_Entries provided_.

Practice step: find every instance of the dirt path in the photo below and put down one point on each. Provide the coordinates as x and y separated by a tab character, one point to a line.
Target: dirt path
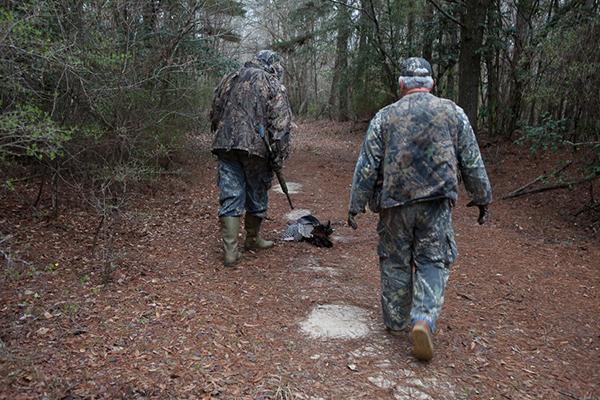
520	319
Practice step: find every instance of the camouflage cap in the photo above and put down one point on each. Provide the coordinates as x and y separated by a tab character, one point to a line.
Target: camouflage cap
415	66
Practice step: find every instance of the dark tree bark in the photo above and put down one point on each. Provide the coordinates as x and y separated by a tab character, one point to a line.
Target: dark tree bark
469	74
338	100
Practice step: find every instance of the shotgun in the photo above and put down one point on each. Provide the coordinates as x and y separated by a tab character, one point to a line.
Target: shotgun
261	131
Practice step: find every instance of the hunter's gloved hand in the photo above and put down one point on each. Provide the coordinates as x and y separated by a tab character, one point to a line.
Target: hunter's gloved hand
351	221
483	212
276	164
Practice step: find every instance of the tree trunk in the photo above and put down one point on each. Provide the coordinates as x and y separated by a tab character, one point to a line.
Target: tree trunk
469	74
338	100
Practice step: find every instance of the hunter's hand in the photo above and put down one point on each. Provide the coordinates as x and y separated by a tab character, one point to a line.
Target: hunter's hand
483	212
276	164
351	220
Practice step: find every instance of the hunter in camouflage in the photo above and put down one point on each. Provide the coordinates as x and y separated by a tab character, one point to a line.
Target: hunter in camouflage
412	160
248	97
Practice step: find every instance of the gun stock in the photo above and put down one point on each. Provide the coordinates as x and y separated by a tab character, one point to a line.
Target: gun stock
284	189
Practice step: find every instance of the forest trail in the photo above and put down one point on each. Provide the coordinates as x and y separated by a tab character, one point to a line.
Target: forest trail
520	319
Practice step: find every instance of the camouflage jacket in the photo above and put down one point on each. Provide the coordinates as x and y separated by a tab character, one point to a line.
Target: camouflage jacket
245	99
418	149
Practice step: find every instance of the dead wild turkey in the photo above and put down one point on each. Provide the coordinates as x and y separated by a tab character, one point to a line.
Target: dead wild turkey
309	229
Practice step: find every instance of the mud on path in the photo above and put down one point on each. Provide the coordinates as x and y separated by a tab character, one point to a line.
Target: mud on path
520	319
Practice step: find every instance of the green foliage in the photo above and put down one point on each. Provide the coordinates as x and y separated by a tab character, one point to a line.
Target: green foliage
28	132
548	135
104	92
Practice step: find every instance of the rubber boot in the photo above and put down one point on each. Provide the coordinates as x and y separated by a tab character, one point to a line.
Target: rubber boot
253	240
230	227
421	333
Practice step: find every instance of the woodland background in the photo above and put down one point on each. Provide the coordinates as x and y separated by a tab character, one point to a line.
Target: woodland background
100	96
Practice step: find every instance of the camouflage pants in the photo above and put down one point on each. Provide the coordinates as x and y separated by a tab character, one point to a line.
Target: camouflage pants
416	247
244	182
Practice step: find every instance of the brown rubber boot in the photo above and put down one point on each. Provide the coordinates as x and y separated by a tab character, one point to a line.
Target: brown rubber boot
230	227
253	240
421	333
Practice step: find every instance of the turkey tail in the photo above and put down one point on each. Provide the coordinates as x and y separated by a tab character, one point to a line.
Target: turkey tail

* * *

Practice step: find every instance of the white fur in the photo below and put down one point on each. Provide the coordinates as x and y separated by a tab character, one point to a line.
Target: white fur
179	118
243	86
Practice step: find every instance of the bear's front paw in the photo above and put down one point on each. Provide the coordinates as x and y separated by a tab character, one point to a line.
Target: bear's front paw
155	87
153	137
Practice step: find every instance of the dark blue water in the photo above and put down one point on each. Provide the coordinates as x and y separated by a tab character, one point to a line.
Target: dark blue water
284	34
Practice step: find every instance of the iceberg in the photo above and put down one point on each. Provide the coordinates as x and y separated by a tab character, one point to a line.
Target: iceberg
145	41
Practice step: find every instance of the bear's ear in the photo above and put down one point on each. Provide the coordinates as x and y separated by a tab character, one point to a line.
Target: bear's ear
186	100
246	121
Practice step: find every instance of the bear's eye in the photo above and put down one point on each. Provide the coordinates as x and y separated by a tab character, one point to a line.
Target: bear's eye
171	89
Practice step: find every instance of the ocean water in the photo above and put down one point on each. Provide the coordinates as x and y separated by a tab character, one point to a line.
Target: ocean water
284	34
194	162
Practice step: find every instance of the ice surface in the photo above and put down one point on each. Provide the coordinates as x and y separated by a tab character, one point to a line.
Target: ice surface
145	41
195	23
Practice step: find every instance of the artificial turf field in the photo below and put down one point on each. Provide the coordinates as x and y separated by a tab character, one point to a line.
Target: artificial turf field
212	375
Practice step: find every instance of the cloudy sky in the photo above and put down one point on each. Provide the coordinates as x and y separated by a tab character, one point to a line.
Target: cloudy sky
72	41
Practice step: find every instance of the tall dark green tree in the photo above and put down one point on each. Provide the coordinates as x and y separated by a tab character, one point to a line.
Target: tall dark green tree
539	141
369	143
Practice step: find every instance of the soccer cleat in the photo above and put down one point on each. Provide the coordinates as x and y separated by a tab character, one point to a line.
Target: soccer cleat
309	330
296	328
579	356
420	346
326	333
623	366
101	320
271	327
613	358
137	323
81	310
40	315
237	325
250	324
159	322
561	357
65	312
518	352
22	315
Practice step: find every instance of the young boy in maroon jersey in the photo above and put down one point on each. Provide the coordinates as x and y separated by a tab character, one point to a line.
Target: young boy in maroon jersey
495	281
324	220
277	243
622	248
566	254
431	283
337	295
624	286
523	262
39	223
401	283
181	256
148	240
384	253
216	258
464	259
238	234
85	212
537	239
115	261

==

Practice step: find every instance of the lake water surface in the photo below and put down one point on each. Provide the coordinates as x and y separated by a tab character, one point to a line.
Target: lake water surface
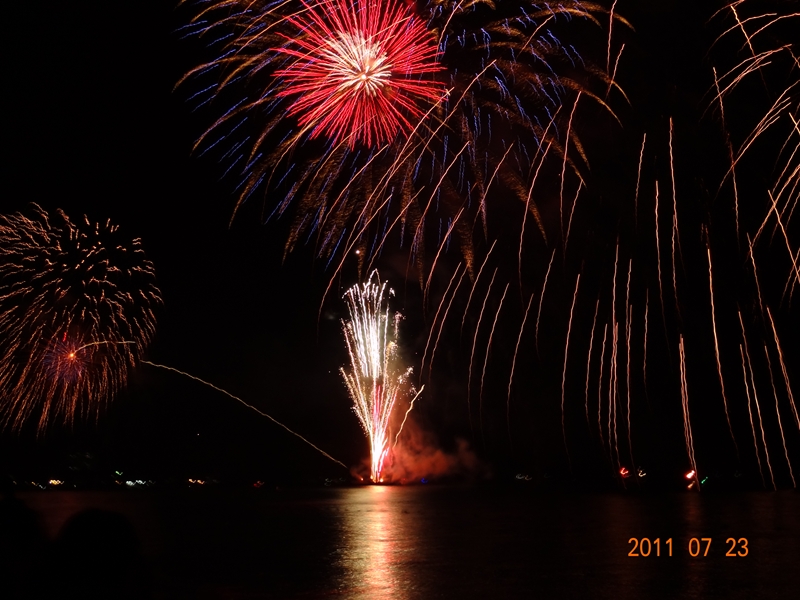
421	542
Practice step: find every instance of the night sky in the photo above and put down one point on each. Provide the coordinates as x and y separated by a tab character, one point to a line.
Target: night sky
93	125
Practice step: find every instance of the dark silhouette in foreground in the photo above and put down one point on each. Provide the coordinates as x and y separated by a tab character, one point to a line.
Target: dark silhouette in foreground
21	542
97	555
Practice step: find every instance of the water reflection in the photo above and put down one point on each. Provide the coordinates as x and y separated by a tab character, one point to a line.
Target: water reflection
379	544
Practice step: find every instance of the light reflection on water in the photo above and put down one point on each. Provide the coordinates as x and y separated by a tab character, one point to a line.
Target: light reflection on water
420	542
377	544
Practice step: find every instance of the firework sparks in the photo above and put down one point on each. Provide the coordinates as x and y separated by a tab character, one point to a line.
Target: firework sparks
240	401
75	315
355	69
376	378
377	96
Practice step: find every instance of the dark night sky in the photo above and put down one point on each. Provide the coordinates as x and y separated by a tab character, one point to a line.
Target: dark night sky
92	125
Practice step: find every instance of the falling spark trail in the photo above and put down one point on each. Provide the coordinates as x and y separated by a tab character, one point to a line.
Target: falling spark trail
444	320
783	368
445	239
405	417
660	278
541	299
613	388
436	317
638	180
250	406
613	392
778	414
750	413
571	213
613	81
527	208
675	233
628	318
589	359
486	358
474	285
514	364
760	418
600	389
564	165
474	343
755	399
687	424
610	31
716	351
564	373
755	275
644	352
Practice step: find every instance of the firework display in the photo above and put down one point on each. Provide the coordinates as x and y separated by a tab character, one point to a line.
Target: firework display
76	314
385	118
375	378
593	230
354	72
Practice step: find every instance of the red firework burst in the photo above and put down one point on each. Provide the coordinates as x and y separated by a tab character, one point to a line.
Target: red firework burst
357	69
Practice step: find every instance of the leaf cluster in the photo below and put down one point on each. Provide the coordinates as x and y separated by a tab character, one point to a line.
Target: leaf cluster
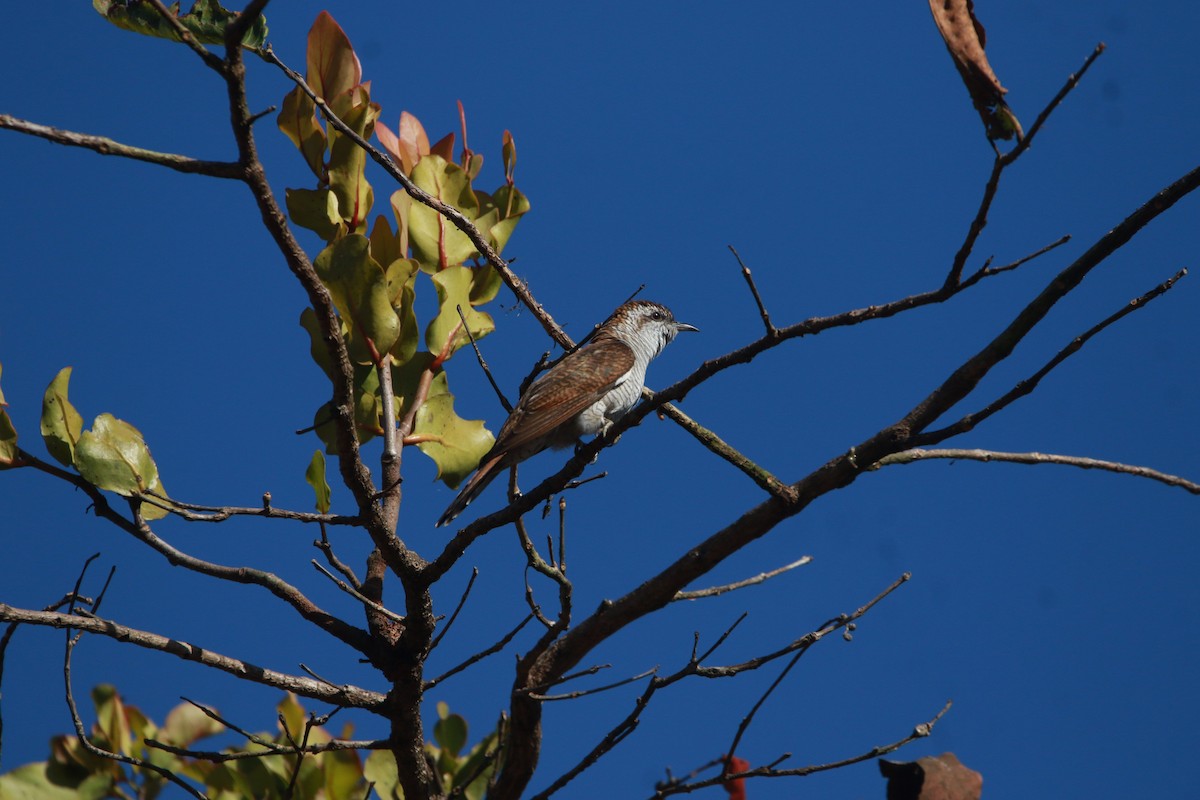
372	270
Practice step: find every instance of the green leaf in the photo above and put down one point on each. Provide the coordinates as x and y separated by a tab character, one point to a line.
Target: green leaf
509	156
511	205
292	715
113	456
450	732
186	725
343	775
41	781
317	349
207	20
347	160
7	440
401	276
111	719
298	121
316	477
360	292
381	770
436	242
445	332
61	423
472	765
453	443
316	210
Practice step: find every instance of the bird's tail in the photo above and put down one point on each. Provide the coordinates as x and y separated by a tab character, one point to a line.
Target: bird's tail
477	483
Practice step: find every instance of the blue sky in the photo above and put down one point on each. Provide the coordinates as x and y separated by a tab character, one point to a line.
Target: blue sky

_Stated problem_. Pull out every line in the rows above that contains the word "foliage", matching case exactly, and list those lines.

_Output of the task_.
Practice step: find every instance of the green foliage in the photo above and put down one point on each. Provide the coordinates as x and y separated by a tab character, one point to a line.
Target: green foliage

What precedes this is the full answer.